### Excerpt to read
------------------------------------------------

Filename: 238-hs-relay-stats.txt
Title: Better hidden service stats from Tor relays
Author: George Kadianakis, David Goulet, Karsten Loesing, Aaron Johnson
Created: 2014-11-17
Status: Closed
0. Motivation
Hidden Services is one of the least understood parts of the Tor
network. We don't really know how many hidden services there are
and how much they are used.
This proposal suggests that Tor relays include some hidden service
related stats to their extra info descriptors. No stats are
collected from Tor hidden services or clients.
While uncertainty might be a good thing in a hidden network,
learning more information about the usage of hidden services can be
helpful.
For example, learning how many cells are sent for hidden service
purposes tells us whether hidden service traffic is 2% of the Tor
network traffic or 90% of the Tor network traffic. This info can
also help us during load balancing, for example if we change the
path building of hidden services to mitigate guard discovery
attacks [GUARD-DISCOVERY].

------------------------------------------------

### Exercise details
Can you continue the Tor hidden service stats proposal above from where it stops?

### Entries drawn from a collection
------------------------------------------------

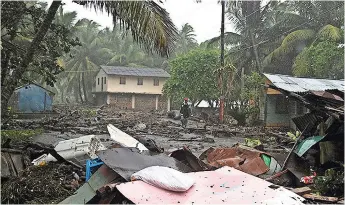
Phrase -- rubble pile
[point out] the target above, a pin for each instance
(304, 164)
(41, 184)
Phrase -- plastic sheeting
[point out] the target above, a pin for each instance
(33, 98)
(223, 186)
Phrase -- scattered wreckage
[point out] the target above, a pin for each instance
(237, 174)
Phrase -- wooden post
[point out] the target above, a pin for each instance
(221, 107)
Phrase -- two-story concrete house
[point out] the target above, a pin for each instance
(131, 88)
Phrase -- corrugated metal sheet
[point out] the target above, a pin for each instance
(223, 186)
(294, 84)
(104, 175)
(142, 72)
(303, 121)
(127, 161)
(242, 158)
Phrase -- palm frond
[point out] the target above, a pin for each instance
(150, 25)
(290, 42)
(230, 38)
(330, 32)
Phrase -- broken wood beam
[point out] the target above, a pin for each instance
(302, 190)
(320, 198)
(276, 175)
(281, 136)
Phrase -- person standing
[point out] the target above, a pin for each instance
(185, 113)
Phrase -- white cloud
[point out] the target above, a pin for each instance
(205, 17)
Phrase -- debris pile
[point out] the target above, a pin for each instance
(41, 184)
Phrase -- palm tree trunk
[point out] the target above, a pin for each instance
(8, 87)
(79, 90)
(84, 88)
(255, 48)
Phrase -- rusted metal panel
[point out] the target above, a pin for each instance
(104, 175)
(294, 84)
(223, 186)
(11, 163)
(127, 161)
(242, 158)
(187, 157)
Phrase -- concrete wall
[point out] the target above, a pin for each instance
(101, 98)
(101, 74)
(120, 100)
(113, 84)
(145, 102)
(274, 119)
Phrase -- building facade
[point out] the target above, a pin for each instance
(131, 88)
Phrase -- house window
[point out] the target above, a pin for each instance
(281, 105)
(122, 80)
(140, 81)
(299, 108)
(156, 82)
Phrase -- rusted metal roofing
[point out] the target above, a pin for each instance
(223, 186)
(294, 84)
(240, 157)
(104, 175)
(127, 161)
(142, 72)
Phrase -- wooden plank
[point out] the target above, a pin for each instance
(320, 198)
(302, 190)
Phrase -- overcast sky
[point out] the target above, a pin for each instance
(205, 17)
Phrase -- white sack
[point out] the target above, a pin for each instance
(165, 178)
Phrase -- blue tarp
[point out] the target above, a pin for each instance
(33, 98)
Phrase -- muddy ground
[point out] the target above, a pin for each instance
(199, 135)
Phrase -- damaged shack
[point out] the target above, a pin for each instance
(321, 142)
(278, 110)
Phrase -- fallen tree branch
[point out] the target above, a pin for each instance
(281, 136)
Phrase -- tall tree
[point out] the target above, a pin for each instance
(311, 21)
(193, 75)
(186, 39)
(150, 26)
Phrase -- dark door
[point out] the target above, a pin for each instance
(102, 85)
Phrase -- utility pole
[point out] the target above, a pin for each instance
(220, 78)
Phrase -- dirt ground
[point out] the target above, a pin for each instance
(74, 122)
(199, 135)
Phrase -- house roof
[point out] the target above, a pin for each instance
(294, 84)
(127, 71)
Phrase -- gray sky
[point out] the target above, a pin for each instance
(204, 17)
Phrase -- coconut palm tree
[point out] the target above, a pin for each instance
(150, 26)
(311, 20)
(251, 21)
(186, 40)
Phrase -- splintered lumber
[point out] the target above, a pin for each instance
(320, 198)
(281, 136)
(302, 190)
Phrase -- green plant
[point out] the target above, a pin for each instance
(332, 184)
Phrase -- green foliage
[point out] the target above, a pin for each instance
(19, 135)
(193, 76)
(17, 34)
(244, 103)
(322, 60)
(332, 184)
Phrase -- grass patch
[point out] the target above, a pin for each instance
(19, 135)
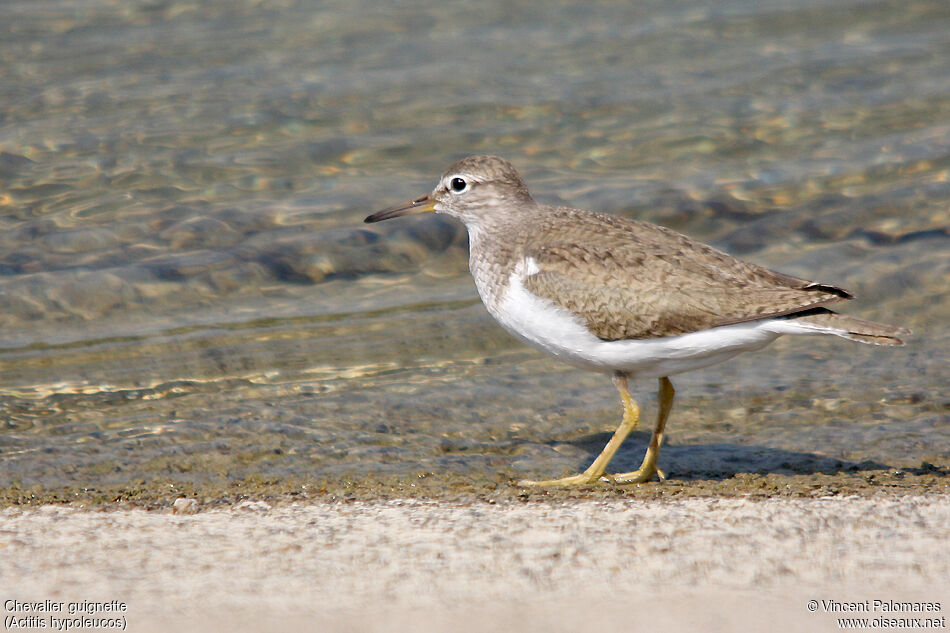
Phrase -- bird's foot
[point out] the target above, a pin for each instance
(642, 475)
(580, 479)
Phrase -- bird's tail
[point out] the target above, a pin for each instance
(829, 322)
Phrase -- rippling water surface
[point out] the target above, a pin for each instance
(187, 291)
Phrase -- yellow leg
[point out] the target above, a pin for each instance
(594, 472)
(648, 467)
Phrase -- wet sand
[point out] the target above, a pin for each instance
(719, 564)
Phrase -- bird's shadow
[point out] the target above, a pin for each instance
(721, 461)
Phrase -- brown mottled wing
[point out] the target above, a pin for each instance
(635, 280)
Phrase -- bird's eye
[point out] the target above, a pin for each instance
(458, 185)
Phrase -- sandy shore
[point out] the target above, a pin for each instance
(630, 564)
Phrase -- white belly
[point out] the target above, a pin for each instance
(544, 324)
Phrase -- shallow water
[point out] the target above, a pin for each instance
(187, 291)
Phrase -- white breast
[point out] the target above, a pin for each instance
(544, 324)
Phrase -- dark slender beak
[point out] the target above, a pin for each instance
(419, 205)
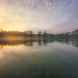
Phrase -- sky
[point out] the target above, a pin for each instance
(54, 16)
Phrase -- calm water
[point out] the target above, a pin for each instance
(39, 60)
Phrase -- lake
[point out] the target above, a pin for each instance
(52, 59)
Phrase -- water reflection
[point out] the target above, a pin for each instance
(40, 43)
(39, 59)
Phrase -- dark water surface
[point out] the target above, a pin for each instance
(39, 60)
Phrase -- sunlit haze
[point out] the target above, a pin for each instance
(54, 16)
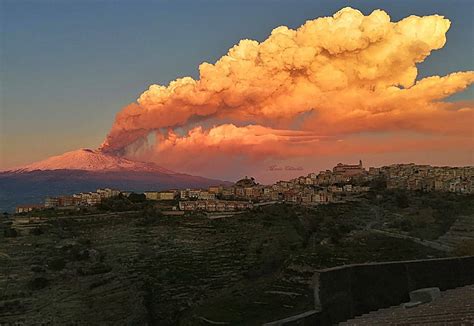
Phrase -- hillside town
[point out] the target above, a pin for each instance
(343, 182)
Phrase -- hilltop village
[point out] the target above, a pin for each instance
(344, 182)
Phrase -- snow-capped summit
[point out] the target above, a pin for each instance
(91, 160)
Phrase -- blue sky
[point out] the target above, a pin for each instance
(67, 67)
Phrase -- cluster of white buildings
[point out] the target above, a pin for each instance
(427, 178)
(81, 199)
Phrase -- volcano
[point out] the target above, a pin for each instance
(91, 160)
(86, 170)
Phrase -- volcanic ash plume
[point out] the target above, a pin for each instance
(333, 76)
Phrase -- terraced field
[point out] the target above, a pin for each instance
(139, 268)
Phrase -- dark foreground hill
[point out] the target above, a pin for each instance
(143, 268)
(26, 187)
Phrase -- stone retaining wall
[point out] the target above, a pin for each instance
(347, 291)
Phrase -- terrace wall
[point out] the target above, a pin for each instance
(347, 291)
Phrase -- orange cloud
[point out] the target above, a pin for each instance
(333, 76)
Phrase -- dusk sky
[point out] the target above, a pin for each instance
(68, 67)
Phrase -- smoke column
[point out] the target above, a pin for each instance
(302, 90)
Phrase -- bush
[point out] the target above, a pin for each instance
(36, 231)
(38, 283)
(10, 233)
(56, 264)
(465, 248)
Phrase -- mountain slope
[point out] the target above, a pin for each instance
(91, 160)
(86, 170)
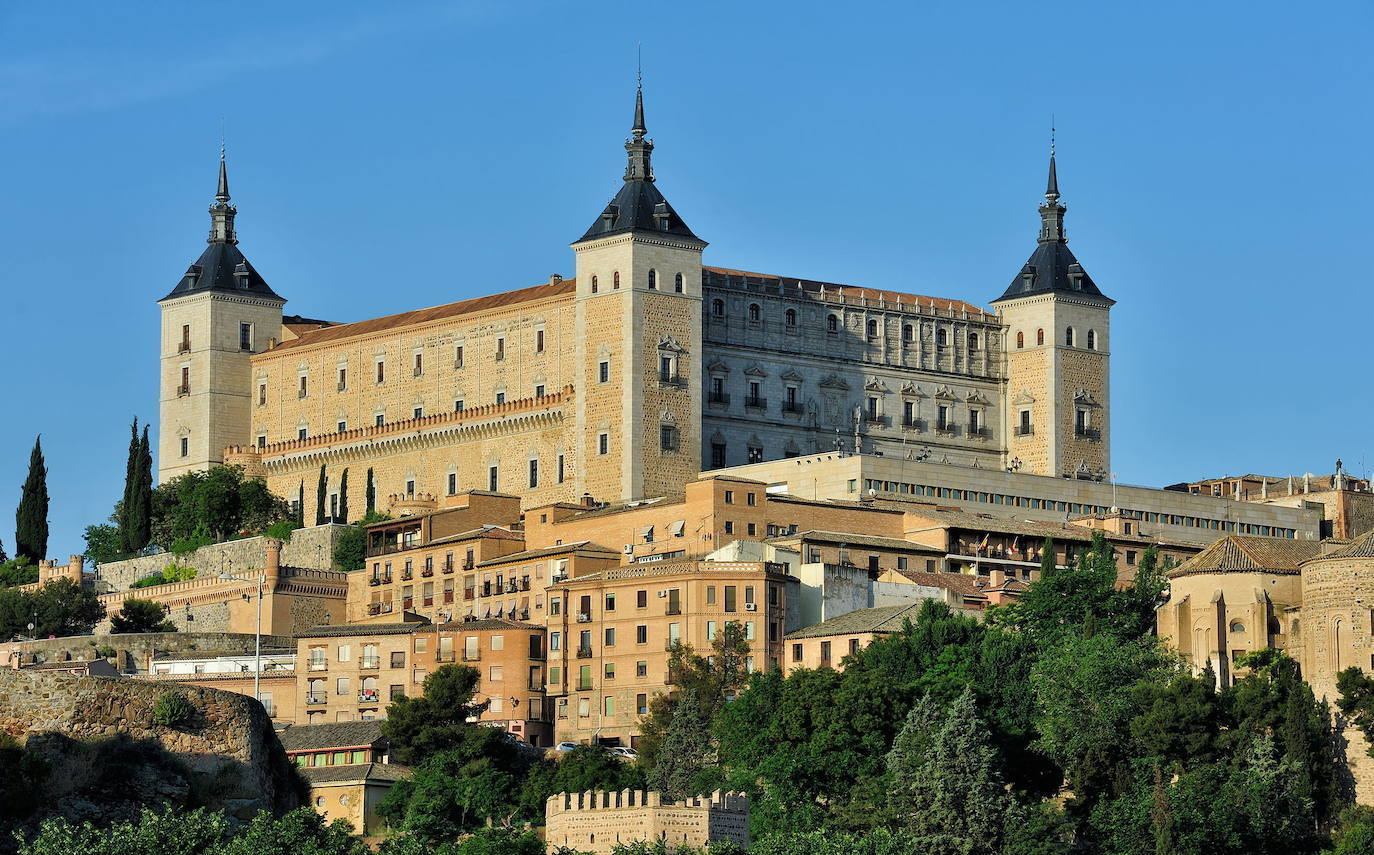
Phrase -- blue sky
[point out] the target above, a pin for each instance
(1215, 160)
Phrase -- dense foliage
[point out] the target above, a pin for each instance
(140, 616)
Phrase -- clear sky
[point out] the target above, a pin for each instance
(1215, 160)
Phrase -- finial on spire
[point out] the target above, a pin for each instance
(1051, 190)
(639, 129)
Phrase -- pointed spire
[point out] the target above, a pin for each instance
(223, 193)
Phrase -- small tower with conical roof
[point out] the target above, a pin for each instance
(638, 311)
(1057, 351)
(220, 312)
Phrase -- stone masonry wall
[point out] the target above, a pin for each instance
(308, 547)
(228, 731)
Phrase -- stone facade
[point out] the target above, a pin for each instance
(597, 821)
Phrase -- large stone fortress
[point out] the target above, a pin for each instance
(628, 380)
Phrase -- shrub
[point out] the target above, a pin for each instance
(172, 709)
(280, 531)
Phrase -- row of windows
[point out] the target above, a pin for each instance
(1072, 507)
(1069, 338)
(908, 333)
(651, 281)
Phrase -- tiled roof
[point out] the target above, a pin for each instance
(335, 734)
(334, 630)
(1360, 547)
(356, 771)
(723, 276)
(882, 619)
(581, 546)
(438, 312)
(852, 539)
(1249, 554)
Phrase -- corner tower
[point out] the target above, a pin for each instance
(1058, 348)
(638, 311)
(213, 320)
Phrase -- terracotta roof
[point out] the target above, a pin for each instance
(852, 539)
(438, 312)
(882, 619)
(1249, 554)
(1360, 547)
(334, 734)
(330, 631)
(581, 546)
(814, 287)
(355, 771)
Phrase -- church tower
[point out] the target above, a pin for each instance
(1058, 347)
(638, 311)
(213, 320)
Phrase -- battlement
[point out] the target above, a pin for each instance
(595, 821)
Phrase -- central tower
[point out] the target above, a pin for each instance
(638, 309)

------------------------------------------------

### Task answer
Also, learning the number of hidden services, can give us an
understanding of how widespread hidden services are. It will also
help us understand approximately how much load is put in the
network by hidden service logistics, like introduction point
circuits etc.
1. Design
Tor relays shall add some fields related to hidden service
statistics in their extra-info descriptors.
Tor relays collect these statistics by keeping track of their
hidden service directory or rendezvous point activities, slightly
obfuscating the numbers and posting them to the directory
authorities. Extra-info descriptors are posted to directory
authorities every 24 hours.
2. Implementation
2.1. Hidden service statistics interval
We want relays to report hidden-service statistics over a long-enough
time period to not put users at risk. Similar to other statistics, we
suggest a 24-hour statistics interval. All related statistics are
collected at the end of that interval and included in the next
extra-info descriptors published by the relay.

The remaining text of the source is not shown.